> **Extracted information**:
┄┄┄┄┄┄
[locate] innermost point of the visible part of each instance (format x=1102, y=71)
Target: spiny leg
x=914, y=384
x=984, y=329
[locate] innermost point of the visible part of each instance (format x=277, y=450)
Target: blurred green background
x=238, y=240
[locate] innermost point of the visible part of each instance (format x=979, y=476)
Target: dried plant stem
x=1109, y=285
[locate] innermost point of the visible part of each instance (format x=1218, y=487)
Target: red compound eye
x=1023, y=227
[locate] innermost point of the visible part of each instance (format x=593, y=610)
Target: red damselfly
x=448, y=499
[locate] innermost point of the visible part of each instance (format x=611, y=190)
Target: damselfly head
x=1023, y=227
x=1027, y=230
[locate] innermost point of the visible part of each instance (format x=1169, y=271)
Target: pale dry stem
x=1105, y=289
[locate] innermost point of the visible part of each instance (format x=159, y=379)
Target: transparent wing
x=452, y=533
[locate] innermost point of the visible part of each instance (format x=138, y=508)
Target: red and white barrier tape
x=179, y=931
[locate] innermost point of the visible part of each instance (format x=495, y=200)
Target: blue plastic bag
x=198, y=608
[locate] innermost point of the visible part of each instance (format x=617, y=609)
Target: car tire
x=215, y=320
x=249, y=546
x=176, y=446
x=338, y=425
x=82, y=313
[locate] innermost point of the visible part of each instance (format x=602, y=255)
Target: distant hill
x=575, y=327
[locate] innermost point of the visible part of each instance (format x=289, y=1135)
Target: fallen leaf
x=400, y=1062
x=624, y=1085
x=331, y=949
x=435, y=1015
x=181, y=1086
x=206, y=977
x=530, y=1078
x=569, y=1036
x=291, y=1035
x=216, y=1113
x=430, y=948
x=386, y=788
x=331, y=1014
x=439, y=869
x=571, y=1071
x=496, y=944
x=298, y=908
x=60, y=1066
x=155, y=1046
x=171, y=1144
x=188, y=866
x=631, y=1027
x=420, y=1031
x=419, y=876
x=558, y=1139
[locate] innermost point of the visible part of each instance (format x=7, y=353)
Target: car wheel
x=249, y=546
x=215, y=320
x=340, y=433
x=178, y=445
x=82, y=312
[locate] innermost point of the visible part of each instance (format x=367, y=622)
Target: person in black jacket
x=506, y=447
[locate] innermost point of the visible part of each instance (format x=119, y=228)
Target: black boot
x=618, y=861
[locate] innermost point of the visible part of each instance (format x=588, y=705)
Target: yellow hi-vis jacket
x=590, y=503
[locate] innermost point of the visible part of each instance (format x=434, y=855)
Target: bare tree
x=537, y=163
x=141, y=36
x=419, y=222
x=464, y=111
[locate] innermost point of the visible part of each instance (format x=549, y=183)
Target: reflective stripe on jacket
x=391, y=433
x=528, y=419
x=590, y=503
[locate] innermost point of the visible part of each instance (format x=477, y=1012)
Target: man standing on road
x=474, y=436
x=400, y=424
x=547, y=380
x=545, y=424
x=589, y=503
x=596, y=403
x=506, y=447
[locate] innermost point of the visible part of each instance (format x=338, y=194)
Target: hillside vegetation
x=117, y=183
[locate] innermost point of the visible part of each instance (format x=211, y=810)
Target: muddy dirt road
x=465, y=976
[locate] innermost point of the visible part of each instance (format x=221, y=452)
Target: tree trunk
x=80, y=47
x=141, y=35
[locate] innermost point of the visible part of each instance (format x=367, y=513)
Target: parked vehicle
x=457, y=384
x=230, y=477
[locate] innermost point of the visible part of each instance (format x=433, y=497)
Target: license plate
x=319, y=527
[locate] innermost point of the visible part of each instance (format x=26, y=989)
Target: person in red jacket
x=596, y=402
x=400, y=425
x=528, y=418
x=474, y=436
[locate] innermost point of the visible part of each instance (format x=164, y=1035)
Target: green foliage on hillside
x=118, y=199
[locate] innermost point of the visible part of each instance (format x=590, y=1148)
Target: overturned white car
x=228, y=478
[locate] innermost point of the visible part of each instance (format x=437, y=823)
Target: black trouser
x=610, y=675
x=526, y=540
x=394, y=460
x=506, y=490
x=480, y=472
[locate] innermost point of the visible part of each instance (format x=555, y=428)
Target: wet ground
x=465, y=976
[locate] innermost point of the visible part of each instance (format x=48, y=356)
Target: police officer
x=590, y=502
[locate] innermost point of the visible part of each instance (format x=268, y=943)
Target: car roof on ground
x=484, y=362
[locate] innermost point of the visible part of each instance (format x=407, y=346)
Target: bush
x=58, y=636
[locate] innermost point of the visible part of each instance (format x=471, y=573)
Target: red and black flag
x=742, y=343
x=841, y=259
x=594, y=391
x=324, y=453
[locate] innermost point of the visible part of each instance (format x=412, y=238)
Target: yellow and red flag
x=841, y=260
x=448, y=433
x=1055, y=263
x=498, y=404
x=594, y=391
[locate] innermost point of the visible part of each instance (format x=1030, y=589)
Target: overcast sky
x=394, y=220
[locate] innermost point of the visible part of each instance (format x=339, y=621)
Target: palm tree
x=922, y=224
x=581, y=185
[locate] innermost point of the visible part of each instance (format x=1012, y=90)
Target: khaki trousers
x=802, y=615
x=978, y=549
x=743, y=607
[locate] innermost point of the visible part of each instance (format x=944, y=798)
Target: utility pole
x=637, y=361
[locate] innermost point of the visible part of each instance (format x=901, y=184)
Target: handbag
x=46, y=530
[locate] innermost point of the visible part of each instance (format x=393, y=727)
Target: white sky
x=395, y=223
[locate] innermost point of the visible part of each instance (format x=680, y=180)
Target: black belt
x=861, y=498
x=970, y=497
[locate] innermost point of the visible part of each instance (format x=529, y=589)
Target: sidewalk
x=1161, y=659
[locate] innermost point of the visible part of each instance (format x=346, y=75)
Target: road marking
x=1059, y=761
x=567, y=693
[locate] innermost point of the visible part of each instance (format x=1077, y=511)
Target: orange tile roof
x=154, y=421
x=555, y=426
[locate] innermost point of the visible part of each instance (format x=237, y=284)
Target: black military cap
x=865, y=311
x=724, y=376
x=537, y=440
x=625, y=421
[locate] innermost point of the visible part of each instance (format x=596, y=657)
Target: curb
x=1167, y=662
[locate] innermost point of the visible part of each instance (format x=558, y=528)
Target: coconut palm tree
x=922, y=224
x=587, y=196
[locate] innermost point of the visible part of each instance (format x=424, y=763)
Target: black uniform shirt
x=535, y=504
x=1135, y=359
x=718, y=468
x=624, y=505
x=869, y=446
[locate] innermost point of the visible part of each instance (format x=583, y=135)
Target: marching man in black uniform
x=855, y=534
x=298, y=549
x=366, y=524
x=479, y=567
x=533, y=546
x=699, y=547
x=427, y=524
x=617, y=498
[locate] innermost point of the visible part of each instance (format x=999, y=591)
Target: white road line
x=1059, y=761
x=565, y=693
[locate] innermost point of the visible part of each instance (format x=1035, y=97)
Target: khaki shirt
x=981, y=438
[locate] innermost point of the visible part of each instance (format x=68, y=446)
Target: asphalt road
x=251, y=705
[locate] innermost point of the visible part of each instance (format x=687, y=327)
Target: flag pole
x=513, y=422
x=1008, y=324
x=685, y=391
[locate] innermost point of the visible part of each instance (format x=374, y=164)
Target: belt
┄┄┄┄┄┄
> **Short task**:
Return every line of the material above verbatim, from the first line to the last, without changing anything.

> **Solution**:
[locate] innermost point of the visible part of each instance (format x=1102, y=71)
Target: spiny leg
x=914, y=384
x=984, y=329
[locate] innermost point of the visible part of each instance (format x=277, y=450)
Target: blurred green background
x=238, y=240
[locate] innermost point of the visible part of each instance (format x=979, y=476)
Target: dried plant stem
x=1109, y=285
[locate] innermost point of the visible part of each instance (format x=1218, y=487)
Target: red compound eye
x=1023, y=227
[locate] innermost point of the visible part of each instance (format x=593, y=610)
Target: red damselfly
x=448, y=499
[locate] innermost point of the visible part of each instance (format x=611, y=190)
Target: damselfly head
x=1023, y=227
x=1027, y=230
[locate] innermost point of the visible part of each instance (format x=1169, y=271)
Target: pale dry stem
x=1105, y=289
[locate] innermost point of the visible part of each instance (format x=159, y=379)
Target: transparent wing
x=452, y=533
[locate] innermost point of the visible part of each instance (format x=138, y=508)
Target: red and white barrier tape
x=179, y=931
[locate] innermost point of the visible part of each instance (format x=495, y=200)
Target: blue plastic bag
x=198, y=608
[locate] innermost point of the visible part of each instance (format x=617, y=609)
Target: car tire
x=215, y=320
x=249, y=546
x=176, y=446
x=338, y=425
x=82, y=313
[locate] innermost point of the visible part of each instance (format x=602, y=255)
Target: distant hill
x=575, y=327
[locate] innermost point of the visible part of each instance (format x=289, y=1135)
Target: fallen leaf
x=400, y=1062
x=624, y=1085
x=331, y=949
x=435, y=1015
x=181, y=1086
x=206, y=977
x=530, y=1078
x=569, y=1036
x=291, y=1035
x=216, y=1113
x=430, y=948
x=386, y=788
x=331, y=1014
x=439, y=869
x=571, y=1071
x=496, y=944
x=298, y=908
x=60, y=1066
x=155, y=1046
x=171, y=1144
x=188, y=866
x=631, y=1027
x=420, y=1031
x=419, y=876
x=558, y=1139
[locate] innermost point of the visible part of each instance (format x=7, y=353)
Target: car wheel
x=249, y=546
x=215, y=320
x=340, y=433
x=178, y=445
x=82, y=312
[locate] innermost point of the visible part of each instance (format x=367, y=622)
Target: person in black jacket
x=506, y=447
[locate] innermost point of the visible part of each instance (format x=119, y=228)
Target: black boot
x=618, y=861
[locate] innermost point of the visible part of each instance (format x=588, y=705)
Target: yellow hi-vis jacket
x=590, y=503
[locate] innermost point of the visible part of each instance (format x=434, y=855)
Target: bare tree
x=537, y=163
x=141, y=36
x=419, y=222
x=464, y=111
[locate] innermost point of the visible part of each instance (format x=549, y=183)
Target: reflective stripe on jacket
x=391, y=433
x=528, y=419
x=590, y=503
[locate] innermost point of the visible part of each instance (format x=477, y=1012)
Target: man standing on road
x=474, y=436
x=400, y=424
x=547, y=380
x=545, y=424
x=589, y=503
x=596, y=403
x=506, y=447
[locate] innermost point of the visible part of each instance (format x=338, y=194)
Target: hillside vegetation
x=117, y=183
[locate] innermost point of the visible part of each instance (format x=211, y=810)
Target: muddy dirt road
x=465, y=976
[locate] innermost point of the visible part of each instance (format x=221, y=452)
Target: tree trunk
x=80, y=47
x=141, y=35
[locate] innermost point of the visible part of each instance (format x=367, y=513)
Target: parked vehicle
x=457, y=384
x=230, y=477
[locate] innermost point of the visible part of each instance (format x=433, y=497)
Target: license plate
x=319, y=527
[locate] innermost point of the visible part of each instance (format x=26, y=989)
Target: person in red jacket
x=596, y=402
x=400, y=425
x=528, y=418
x=474, y=436
[locate] innermost point of the visible part of each instance (format x=164, y=1035)
Target: green foliage on hillside
x=118, y=199
[locate] innermost point of the visible part of each instance (format x=590, y=1148)
Target: overturned white car
x=228, y=478
[locate] innermost point of the visible part of each instance (format x=437, y=823)
Target: black trouser
x=610, y=675
x=526, y=540
x=394, y=460
x=506, y=490
x=480, y=472
[locate] innermost point of the visible part of each instance (format x=555, y=428)
Target: wet ground
x=465, y=976
[locate] innermost point of the visible part of each instance (format x=48, y=356)
Target: police officer
x=590, y=502
[locate] innermost point of the visible part of each instance (format x=268, y=943)
Target: car roof on ground
x=484, y=362
[locate] innermost point of the visible part of each instance (format x=407, y=346)
Target: bush
x=58, y=636
[locate] innermost point of the visible part of each instance (format x=471, y=573)
Target: red and black flag
x=742, y=343
x=841, y=259
x=594, y=391
x=324, y=453
[locate] innermost point of the visible part of each instance (format x=412, y=238)
Target: yellow and red flag
x=841, y=260
x=448, y=433
x=1055, y=263
x=498, y=404
x=594, y=391
[locate] innermost point of the visible part of each instance (format x=1030, y=589)
Target: overcast sky
x=394, y=220
[locate] innermost point of the visible part of each instance (format x=339, y=621)
Target: palm tree
x=922, y=224
x=581, y=185
[locate] innermost point of the visible part of each instance (format x=1012, y=90)
Target: khaki trousers
x=802, y=615
x=978, y=549
x=743, y=607
[locate] innermost point of the visible part of each instance (format x=944, y=798)
Target: utility pole
x=637, y=361
[locate] innermost point of the visible part of each instance (format x=901, y=184)
Target: handbag
x=46, y=530
[locate] innermost point of the visible part of each instance (format x=393, y=727)
Target: white sky
x=395, y=223
[locate] innermost point of the visible part of each instance (format x=680, y=180)
Target: black belt
x=861, y=498
x=970, y=497
[locate] innermost point of the visible part of each instance (format x=529, y=589)
Target: sidewalk
x=1161, y=659
[locate] innermost point of the visible part of each instance (format x=346, y=75)
Target: road marking
x=1059, y=761
x=567, y=693
[locate] innermost point of the visible part of each instance (format x=1077, y=511)
Target: orange tile roof
x=154, y=421
x=555, y=426
[locate] innermost point of the visible part of each instance (format x=237, y=284)
Target: black military cap
x=865, y=311
x=724, y=376
x=537, y=440
x=625, y=421
[locate] innermost point of the visible part of each instance (format x=596, y=657)
Target: curb
x=1167, y=662
[locate] innermost point of the visible part of each instance (format x=558, y=528)
Target: coconut palm tree
x=922, y=224
x=587, y=196
[locate] innermost point of the visible part of each instance (format x=424, y=763)
Target: black uniform shirt
x=535, y=504
x=1135, y=359
x=718, y=468
x=624, y=505
x=869, y=446
[locate] innermost point of the visible part of each instance (format x=583, y=135)
Target: marching man in black uniform
x=855, y=534
x=298, y=549
x=366, y=524
x=479, y=567
x=533, y=546
x=699, y=547
x=427, y=524
x=617, y=498
[locate] innermost point of the visible part of each instance (format x=999, y=591)
Target: white road line
x=1059, y=761
x=565, y=693
[locate] innermost point of the visible part of each instance (format x=1035, y=97)
Target: khaki shirt
x=981, y=438
[locate] innermost point of the visible part of each instance (format x=68, y=446)
Target: asphalt road
x=251, y=705
[locate] innermost point of the visible part of each instance (format x=687, y=327)
Target: flag pole
x=513, y=422
x=1008, y=324
x=685, y=391
[locate] innermost point of the visible part of each instance (format x=374, y=164)
Target: belt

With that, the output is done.